>>

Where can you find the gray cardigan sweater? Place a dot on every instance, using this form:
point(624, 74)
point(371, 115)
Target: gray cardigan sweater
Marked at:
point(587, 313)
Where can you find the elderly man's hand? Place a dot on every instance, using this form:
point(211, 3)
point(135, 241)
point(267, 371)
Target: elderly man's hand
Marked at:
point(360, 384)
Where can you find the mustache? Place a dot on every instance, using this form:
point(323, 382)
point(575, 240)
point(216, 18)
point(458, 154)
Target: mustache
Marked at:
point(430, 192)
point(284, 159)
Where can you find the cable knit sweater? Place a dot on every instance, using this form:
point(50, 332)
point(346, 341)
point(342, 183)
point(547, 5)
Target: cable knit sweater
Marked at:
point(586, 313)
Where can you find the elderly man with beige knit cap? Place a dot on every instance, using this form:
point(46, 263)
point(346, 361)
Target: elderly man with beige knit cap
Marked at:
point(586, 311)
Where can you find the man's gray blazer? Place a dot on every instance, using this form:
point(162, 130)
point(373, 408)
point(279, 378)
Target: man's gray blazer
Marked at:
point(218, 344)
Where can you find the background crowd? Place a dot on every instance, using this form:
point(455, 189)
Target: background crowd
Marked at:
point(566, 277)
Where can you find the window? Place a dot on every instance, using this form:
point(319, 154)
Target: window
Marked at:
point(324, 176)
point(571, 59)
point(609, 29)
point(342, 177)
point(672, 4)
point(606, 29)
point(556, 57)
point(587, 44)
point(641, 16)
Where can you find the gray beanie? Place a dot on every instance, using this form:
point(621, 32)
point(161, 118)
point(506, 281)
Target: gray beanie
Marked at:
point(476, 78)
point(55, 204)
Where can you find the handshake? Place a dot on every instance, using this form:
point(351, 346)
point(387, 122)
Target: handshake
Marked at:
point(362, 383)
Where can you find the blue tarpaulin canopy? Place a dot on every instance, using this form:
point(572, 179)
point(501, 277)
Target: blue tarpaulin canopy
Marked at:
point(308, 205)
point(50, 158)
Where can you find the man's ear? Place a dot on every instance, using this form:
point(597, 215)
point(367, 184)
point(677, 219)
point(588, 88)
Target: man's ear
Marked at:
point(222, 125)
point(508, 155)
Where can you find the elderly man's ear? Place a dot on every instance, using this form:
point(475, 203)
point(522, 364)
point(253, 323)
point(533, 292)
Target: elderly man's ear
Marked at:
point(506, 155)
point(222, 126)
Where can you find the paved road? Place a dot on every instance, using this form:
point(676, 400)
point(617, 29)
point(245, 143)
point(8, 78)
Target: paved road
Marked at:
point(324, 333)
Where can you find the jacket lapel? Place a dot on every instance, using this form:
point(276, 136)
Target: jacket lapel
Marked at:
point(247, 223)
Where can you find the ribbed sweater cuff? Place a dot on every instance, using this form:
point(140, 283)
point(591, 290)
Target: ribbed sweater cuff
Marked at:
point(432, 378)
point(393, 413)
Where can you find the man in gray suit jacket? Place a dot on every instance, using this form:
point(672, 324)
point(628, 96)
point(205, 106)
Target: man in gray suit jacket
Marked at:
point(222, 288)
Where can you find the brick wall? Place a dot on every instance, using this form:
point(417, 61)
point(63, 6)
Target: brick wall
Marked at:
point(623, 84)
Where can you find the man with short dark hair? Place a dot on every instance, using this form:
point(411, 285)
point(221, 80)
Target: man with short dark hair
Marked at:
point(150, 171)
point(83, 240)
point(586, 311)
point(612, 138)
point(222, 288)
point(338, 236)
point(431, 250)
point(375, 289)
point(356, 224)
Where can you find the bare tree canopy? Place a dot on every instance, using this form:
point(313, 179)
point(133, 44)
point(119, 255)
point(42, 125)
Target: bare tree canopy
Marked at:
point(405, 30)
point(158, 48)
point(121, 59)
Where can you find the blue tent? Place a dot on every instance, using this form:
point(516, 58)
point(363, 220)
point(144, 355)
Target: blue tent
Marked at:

<<
>>

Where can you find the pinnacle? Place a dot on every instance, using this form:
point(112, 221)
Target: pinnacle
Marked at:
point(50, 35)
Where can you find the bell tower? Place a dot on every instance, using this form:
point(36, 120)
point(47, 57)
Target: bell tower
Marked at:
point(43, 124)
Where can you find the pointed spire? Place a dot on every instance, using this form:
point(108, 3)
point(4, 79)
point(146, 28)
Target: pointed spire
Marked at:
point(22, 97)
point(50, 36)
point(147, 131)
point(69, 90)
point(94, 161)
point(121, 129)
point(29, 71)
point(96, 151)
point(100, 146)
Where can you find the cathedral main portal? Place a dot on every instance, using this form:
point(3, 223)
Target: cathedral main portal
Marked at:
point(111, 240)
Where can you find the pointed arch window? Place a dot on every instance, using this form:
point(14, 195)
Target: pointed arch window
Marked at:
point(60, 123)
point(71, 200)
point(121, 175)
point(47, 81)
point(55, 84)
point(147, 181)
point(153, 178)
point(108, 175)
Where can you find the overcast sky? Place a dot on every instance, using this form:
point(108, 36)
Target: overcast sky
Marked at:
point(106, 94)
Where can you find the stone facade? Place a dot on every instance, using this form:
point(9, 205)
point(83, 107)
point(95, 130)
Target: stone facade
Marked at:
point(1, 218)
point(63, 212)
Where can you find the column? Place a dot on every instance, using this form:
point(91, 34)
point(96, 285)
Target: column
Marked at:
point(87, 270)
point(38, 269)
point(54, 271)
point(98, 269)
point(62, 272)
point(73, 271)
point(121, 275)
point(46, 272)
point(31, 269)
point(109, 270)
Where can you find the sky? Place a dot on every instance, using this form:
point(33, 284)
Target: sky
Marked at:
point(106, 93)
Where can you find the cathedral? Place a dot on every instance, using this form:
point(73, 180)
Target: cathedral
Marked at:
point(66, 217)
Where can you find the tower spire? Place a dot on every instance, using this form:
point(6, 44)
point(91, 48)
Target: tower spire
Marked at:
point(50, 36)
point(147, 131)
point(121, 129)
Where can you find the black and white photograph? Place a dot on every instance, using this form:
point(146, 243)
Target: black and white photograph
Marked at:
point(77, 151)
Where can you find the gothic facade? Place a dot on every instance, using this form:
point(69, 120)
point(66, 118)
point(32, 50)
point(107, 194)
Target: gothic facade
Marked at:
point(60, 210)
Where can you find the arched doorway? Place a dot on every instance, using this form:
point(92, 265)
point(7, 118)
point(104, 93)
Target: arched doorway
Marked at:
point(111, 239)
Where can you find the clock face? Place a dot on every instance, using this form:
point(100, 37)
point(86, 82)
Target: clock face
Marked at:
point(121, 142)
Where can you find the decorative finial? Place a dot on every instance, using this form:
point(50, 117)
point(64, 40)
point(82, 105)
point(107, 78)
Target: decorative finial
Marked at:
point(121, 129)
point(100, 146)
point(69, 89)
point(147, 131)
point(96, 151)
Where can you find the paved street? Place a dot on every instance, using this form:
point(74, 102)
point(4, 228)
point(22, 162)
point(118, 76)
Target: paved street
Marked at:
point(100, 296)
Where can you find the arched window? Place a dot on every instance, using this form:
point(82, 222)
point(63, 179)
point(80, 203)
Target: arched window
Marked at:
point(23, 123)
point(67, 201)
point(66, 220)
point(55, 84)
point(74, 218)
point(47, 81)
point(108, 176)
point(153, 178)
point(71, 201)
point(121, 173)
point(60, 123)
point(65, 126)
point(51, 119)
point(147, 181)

<<

> Task statement
Look above for the line holding "Where can you find the gray cardigan" and the line holding "Target: window", then output exactly those two lines and every line between them, nothing more.

> Exercise output
Where can you find the gray cardigan sweater? Place a dot on every instance, using this form:
point(624, 74)
point(371, 115)
Target: gray cardigan sweater
Marked at:
point(587, 313)
Where can you find the elderly man's hand? Place a dot on every instance, using this form:
point(211, 3)
point(135, 241)
point(267, 371)
Target: elderly man's hand
Marked at:
point(360, 384)
Where can you find the mustache? Place a dot on every instance, using this form:
point(323, 382)
point(575, 240)
point(216, 18)
point(458, 154)
Target: mustache
Marked at:
point(430, 192)
point(284, 159)
Where can you find the cable knit sweater? Place a dot on every instance, using this form:
point(50, 332)
point(346, 341)
point(342, 183)
point(547, 5)
Target: cable knit sweater
Marked at:
point(586, 313)
Where can you find the elderly man with beige knit cap? Place a dot on every instance, using this form:
point(46, 263)
point(346, 361)
Target: elderly man with beige knit cap
Marked at:
point(586, 311)
Where can you find the man's gray blazer? Place a dot on every instance, using this form:
point(162, 130)
point(373, 408)
point(279, 378)
Target: man's gray blazer
Marked at:
point(218, 344)
Where can you find the background crowd? Place a dot on every instance, using this form:
point(455, 189)
Target: background crowd
Marked at:
point(566, 277)
Where can you find the window? Place a dot on every instance, using this form:
point(319, 154)
Target: window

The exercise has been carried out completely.